Items from a data source:
>> Start

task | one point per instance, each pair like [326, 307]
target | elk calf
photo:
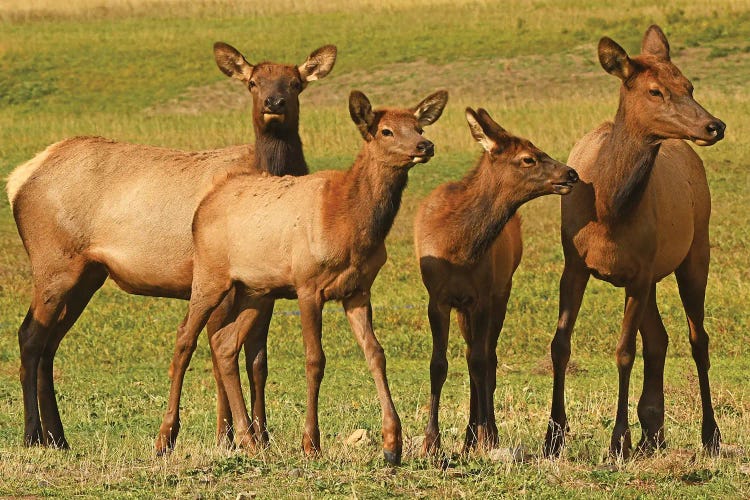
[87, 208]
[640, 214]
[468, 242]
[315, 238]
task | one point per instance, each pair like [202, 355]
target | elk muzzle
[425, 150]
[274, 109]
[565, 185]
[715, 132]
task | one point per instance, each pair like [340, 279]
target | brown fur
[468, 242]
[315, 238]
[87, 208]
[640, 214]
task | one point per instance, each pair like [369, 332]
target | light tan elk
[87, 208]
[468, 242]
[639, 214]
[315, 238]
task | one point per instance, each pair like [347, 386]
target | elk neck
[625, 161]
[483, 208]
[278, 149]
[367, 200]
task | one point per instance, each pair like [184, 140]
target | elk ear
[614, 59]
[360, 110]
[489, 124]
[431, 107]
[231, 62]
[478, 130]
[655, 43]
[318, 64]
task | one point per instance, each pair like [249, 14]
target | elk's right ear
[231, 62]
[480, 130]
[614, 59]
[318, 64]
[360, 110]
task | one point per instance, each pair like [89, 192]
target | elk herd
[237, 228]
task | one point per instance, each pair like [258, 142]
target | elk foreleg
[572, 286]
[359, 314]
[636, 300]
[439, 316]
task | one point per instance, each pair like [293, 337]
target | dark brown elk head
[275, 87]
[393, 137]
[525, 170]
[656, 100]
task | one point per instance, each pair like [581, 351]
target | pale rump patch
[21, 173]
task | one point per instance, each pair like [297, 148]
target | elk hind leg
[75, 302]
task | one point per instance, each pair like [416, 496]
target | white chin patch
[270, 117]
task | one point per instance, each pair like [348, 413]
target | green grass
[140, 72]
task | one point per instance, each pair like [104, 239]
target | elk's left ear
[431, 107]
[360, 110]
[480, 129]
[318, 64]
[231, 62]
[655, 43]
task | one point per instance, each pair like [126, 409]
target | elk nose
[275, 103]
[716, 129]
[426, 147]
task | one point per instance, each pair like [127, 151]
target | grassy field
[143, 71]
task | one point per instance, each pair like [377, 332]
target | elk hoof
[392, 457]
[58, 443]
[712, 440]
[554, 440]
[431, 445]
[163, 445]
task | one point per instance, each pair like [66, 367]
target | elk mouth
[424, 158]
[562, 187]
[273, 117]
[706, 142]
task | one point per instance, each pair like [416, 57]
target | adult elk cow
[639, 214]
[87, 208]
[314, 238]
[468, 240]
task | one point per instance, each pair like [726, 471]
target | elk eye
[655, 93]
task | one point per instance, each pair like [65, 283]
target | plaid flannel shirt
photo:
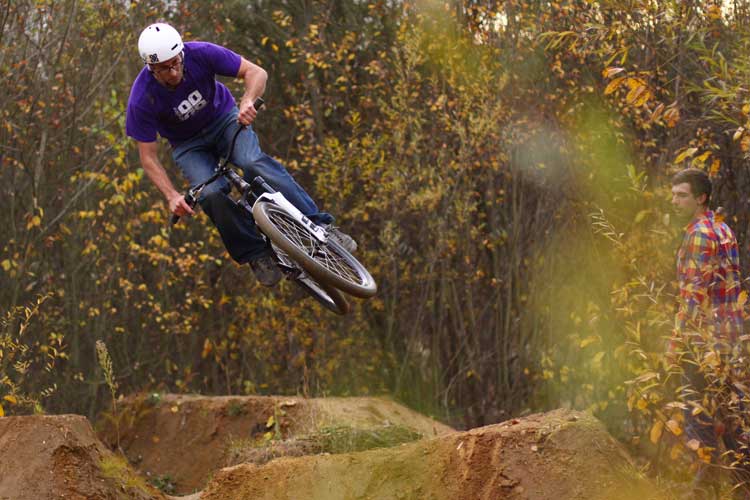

>> End

Brief: Rewrite all of the records above, changing "one point per instance" to "one point per object" and leaving everything else unchanged. Leave out the pictures.

Solution for this problem:
task | one point per object, each pair like [326, 307]
target | elk calf
photo:
[87, 208]
[640, 214]
[468, 242]
[315, 238]
task | one point per object, each pair like [202, 355]
target | elk muzzle
[425, 150]
[274, 109]
[565, 185]
[715, 132]
task | one point per object, each pair like [340, 279]
target | brown fur
[468, 242]
[315, 238]
[87, 208]
[640, 214]
task | one point per object, each pair like [369, 332]
target | light tan elk
[87, 208]
[468, 242]
[639, 214]
[315, 238]
task | one point per object, each pair like [347, 386]
target | elk neck
[625, 161]
[483, 208]
[278, 149]
[367, 200]
task | one point per object, each pair like [184, 140]
target | elk ear
[614, 59]
[360, 110]
[489, 124]
[431, 107]
[231, 62]
[478, 130]
[655, 43]
[318, 64]
task | one point per object, each pair like [249, 14]
target | elk's right ear
[231, 62]
[480, 130]
[614, 59]
[318, 64]
[360, 110]
task | one point per object, each pair like [89, 192]
target | elk herd
[237, 228]
task | one point per object, each pair like [258, 142]
target | elk foreleg
[572, 286]
[359, 314]
[636, 300]
[439, 316]
task | one point per object, each pair like [293, 337]
target | dark brown elk head
[275, 87]
[393, 137]
[525, 170]
[656, 100]
task | one point per object, each pair like [581, 351]
target | pale rump patch
[21, 173]
task | one point per object, each pair like [297, 148]
target | elk hind leg
[75, 302]
task | one point per object, each pair like [416, 496]
target | white chin patch
[270, 117]
task | one point per object, each pair like [348, 413]
target | green grass
[140, 72]
task | one point per object, each pair like [104, 239]
target | elk's left ear
[431, 107]
[360, 110]
[480, 129]
[318, 64]
[231, 62]
[655, 43]
task | one point per object, each pair like [126, 409]
target | elk nose
[275, 103]
[716, 129]
[426, 147]
task | one point per object, each pair like [127, 151]
target | grassy field
[143, 71]
task | one point per object, each pair like [377, 332]
target | elk hoof
[392, 457]
[58, 443]
[712, 440]
[554, 440]
[431, 445]
[163, 445]
task | one point per object, each pair like [66, 367]
target | elk mouth
[424, 158]
[562, 187]
[273, 117]
[706, 142]
task | one point per object, each pair like [416, 57]
target | adult elk cow
[639, 214]
[87, 208]
[314, 238]
[468, 240]
task | one point per object, each pair like [726, 471]
target | elk eye
[655, 93]
task | one point per object, each pair like [65, 283]
target | plaid flannel shirt
photo:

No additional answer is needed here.